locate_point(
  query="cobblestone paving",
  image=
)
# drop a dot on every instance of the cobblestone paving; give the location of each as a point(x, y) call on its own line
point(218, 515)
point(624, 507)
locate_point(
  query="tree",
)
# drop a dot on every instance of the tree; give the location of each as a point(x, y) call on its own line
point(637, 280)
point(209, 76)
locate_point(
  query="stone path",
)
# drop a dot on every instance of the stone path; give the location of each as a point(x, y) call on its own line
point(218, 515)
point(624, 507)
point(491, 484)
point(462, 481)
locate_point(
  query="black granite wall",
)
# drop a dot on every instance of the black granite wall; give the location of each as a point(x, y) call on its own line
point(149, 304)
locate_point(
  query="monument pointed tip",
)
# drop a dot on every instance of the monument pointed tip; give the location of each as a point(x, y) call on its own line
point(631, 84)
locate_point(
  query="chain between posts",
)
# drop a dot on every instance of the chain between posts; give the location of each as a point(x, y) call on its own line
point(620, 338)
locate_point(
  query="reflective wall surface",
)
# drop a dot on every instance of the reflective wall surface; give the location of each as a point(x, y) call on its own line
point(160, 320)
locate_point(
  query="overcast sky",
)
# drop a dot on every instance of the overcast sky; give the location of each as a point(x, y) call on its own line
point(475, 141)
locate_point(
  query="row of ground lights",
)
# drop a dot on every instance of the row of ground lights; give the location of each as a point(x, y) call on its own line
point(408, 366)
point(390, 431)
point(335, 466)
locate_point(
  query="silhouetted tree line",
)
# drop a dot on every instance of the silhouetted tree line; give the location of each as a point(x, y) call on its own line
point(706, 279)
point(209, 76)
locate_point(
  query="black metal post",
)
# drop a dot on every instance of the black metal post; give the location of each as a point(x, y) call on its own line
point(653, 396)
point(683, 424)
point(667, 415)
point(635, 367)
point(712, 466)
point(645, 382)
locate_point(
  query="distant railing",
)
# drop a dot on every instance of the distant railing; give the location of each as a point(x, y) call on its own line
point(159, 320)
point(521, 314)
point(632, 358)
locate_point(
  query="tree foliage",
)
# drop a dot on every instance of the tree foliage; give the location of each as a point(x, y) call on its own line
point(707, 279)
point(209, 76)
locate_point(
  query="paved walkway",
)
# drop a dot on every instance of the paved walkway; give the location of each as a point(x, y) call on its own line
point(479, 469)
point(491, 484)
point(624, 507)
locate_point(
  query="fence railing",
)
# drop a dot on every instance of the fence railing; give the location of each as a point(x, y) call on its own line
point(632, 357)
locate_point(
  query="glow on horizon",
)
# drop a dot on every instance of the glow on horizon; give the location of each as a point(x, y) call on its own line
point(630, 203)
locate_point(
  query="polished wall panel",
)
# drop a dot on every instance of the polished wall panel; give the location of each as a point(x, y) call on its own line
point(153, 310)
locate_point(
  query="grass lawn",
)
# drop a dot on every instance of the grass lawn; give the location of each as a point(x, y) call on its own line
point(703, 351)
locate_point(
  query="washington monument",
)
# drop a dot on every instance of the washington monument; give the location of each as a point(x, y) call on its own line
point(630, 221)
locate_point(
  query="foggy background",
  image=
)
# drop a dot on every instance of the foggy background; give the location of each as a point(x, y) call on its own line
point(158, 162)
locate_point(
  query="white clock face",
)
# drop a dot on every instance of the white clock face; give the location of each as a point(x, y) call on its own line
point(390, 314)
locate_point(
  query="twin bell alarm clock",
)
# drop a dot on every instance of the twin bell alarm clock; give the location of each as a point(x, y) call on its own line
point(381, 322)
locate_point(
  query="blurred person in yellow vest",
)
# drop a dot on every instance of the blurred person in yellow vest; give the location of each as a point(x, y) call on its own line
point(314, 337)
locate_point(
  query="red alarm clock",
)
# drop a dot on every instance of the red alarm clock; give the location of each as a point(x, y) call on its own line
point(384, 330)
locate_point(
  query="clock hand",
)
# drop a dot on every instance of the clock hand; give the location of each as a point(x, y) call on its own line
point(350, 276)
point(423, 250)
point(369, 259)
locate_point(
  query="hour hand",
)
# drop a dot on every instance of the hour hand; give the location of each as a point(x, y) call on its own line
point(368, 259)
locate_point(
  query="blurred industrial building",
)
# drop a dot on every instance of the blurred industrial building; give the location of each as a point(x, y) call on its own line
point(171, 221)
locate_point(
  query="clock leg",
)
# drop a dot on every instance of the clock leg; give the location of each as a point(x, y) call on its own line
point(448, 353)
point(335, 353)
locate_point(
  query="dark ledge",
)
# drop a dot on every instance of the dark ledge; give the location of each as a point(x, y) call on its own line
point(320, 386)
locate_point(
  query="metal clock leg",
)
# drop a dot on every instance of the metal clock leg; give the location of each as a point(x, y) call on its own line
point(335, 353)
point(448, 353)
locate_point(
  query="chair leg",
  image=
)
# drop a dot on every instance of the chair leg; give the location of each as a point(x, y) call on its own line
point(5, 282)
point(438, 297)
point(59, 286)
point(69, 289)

▬▬▬▬▬▬▬▬▬▬

Work to do: Rewrite every line of the material above as a Markdown table, leaving out blank lines, with the row number in a column headed Num and the line itself in a column headed Line.

Result:
| Num | Line |
|---|---|
| 1 | locate_point( |
| 2 |   query="cobblestone paving", |
| 3 |   image= |
| 4 | ) |
| 5 | # drop a dot on every instance of the cobblestone paving; give the location of each as a point(x, y) call on its own line |
| 6 | point(218, 515) |
| 7 | point(624, 507) |
| 8 | locate_point( |
| 9 |   query="tree", |
| 10 | ) |
| 11 | # drop a dot on every instance of the tree; give the location of each as a point(x, y) call on its own line |
| 12 | point(637, 280) |
| 13 | point(209, 76) |
| 14 | locate_point( |
| 15 |   query="stone path", |
| 16 | ) |
| 17 | # drop a dot on every instance of the stone path; give the location of each as a point(x, y) call on its own line |
| 18 | point(218, 515) |
| 19 | point(624, 507) |
| 20 | point(491, 484) |
| 21 | point(462, 481) |
| 22 | locate_point( |
| 23 |   query="black granite wall", |
| 24 | ) |
| 25 | # drop a dot on every instance of the black granite wall; give the location of each as a point(x, y) call on its own line |
| 26 | point(149, 304) |
| 27 | locate_point( |
| 28 |   query="monument pointed tip", |
| 29 | ) |
| 30 | # drop a dot on every instance of the monument pointed tip; give the location of each as a point(x, y) call on its own line |
| 31 | point(631, 84) |
| 32 | locate_point( |
| 33 |   query="chain between posts", |
| 34 | ) |
| 35 | # drop a dot on every instance of the chain between posts; give the location of each as a point(x, y) call on its own line |
| 36 | point(620, 338) |
| 37 | locate_point( |
| 38 |   query="reflective wall surface", |
| 39 | ) |
| 40 | # drop a dot on every instance of the reflective wall surface; give the location of each as a point(x, y) call on its own line |
| 41 | point(160, 320) |
| 42 | locate_point( |
| 43 |   query="overcast sky", |
| 44 | ) |
| 45 | # drop a dot on every instance of the overcast sky; give the location of each as a point(x, y) call on its own line |
| 46 | point(475, 141) |
| 47 | locate_point( |
| 48 |   query="row of ground lights", |
| 49 | ) |
| 50 | # drop a dot on every instance of the row of ground lights; give the location of each as a point(x, y) call on its own line |
| 51 | point(408, 366) |
| 52 | point(390, 431) |
| 53 | point(335, 466) |
| 54 | locate_point( |
| 55 |   query="silhouetted tree line", |
| 56 | ) |
| 57 | # drop a dot on every instance of the silhouetted tree line; give the location of each as a point(x, y) call on its own line |
| 58 | point(706, 279) |
| 59 | point(209, 76) |
| 60 | locate_point( |
| 61 |   query="black metal post", |
| 62 | ) |
| 63 | # drop a dot on every instance of the black metal post; give the location of each as a point(x, y) call on its own line |
| 64 | point(653, 396) |
| 65 | point(683, 424) |
| 66 | point(667, 415) |
| 67 | point(635, 367) |
| 68 | point(712, 466) |
| 69 | point(645, 382) |
| 70 | locate_point( |
| 71 |   query="distant railing", |
| 72 | ) |
| 73 | # drop a dot on every instance of the distant railing; give the location of each as a point(x, y) call on its own line |
| 74 | point(159, 320) |
| 75 | point(521, 314) |
| 76 | point(632, 358) |
| 77 | locate_point( |
| 78 |   query="tree foliage", |
| 79 | ) |
| 80 | # drop a dot on every instance of the tree foliage; give the location of each as a point(x, y) call on its own line |
| 81 | point(707, 279) |
| 82 | point(209, 76) |
| 83 | locate_point( |
| 84 |   query="paved walkway", |
| 85 | ) |
| 86 | # drop a dot on every instance of the paved walkway; give the location of each as a point(x, y) call on its own line |
| 87 | point(479, 469) |
| 88 | point(491, 484) |
| 89 | point(624, 507) |
| 90 | locate_point( |
| 91 |   query="fence railing", |
| 92 | ) |
| 93 | # drop a dot on every instance of the fence railing; give the location of each as a point(x, y) call on its own line |
| 94 | point(632, 357) |
| 95 | locate_point( |
| 96 |   query="glow on horizon", |
| 97 | ) |
| 98 | # drop a dot on every instance of the glow on horizon; give the location of each as a point(x, y) call on its own line |
| 99 | point(630, 203) |
| 100 | locate_point( |
| 101 |   query="polished wall panel", |
| 102 | ) |
| 103 | # drop a dot on every instance of the polished wall panel; give the location of each as a point(x, y) call on its own line |
| 104 | point(153, 310) |
| 105 | locate_point( |
| 106 |   query="grass lawn", |
| 107 | ) |
| 108 | # drop a dot on every instance of the grass lawn; give the location of each as a point(x, y) call on its own line |
| 109 | point(703, 351) |
| 110 | locate_point( |
| 111 |   query="washington monument", |
| 112 | ) |
| 113 | # drop a dot on every instance of the washington monument; give the location of each as a point(x, y) call on its own line |
| 114 | point(630, 221) |
| 115 | locate_point( |
| 116 |   query="foggy background", |
| 117 |   image= |
| 118 | ) |
| 119 | # drop a dot on every instance of the foggy background; give the location of each as a point(x, y) call on its own line |
| 120 | point(158, 162) |
| 121 | locate_point( |
| 122 |   query="white clock face", |
| 123 | ) |
| 124 | # drop a dot on every instance of the white clock face; give the location of each as a point(x, y) call on its own line |
| 125 | point(390, 314) |
| 126 | locate_point( |
| 127 |   query="twin bell alarm clock", |
| 128 | ) |
| 129 | # drop a dot on every instance of the twin bell alarm clock; give the location of each as a point(x, y) call on its own line |
| 130 | point(381, 322) |
| 131 | locate_point( |
| 132 |   query="blurred person in yellow vest", |
| 133 | ) |
| 134 | # drop a dot on every instance of the blurred person in yellow vest; give the location of each as a point(x, y) call on its own line |
| 135 | point(314, 337) |
| 136 | locate_point( |
| 137 |   query="red alarm clock", |
| 138 | ) |
| 139 | # drop a dot on every instance of the red alarm clock; give the location of each as a point(x, y) call on its own line |
| 140 | point(384, 330) |
| 141 | locate_point( |
| 142 |   query="clock hand", |
| 143 | ) |
| 144 | # drop a dot on every instance of the clock hand; give the location of each as a point(x, y) call on its own line |
| 145 | point(350, 276) |
| 146 | point(423, 250) |
| 147 | point(369, 259) |
| 148 | locate_point( |
| 149 |   query="hour hand", |
| 150 | ) |
| 151 | # drop a dot on every instance of the hour hand; give the location of each as a point(x, y) call on its own line |
| 152 | point(368, 259) |
| 153 | locate_point( |
| 154 |   query="blurred industrial building", |
| 155 | ) |
| 156 | # drop a dot on every instance of the blurred industrial building; give the location of each as a point(x, y) call on its own line |
| 157 | point(171, 221) |
| 158 | locate_point( |
| 159 |   query="clock leg", |
| 160 | ) |
| 161 | # drop a dot on every instance of the clock leg; give the location of each as a point(x, y) call on its own line |
| 162 | point(448, 353) |
| 163 | point(335, 353) |
| 164 | locate_point( |
| 165 |   query="dark ledge", |
| 166 | ) |
| 167 | # drop a dot on every instance of the dark ledge; give the location of each as a point(x, y) call on its own line |
| 168 | point(320, 386) |
| 169 | locate_point( |
| 170 |   query="metal clock leg", |
| 171 | ) |
| 172 | # drop a dot on every instance of the metal clock leg; give the location of each as a point(x, y) call on its own line |
| 173 | point(335, 353) |
| 174 | point(448, 353) |
| 175 | locate_point( |
| 176 |   query="chair leg", |
| 177 |   image= |
| 178 | ) |
| 179 | # drop a dot on every instance of the chair leg; give the location of each as a point(x, y) call on its own line |
| 180 | point(5, 282) |
| 181 | point(438, 297) |
| 182 | point(59, 286) |
| 183 | point(69, 289) |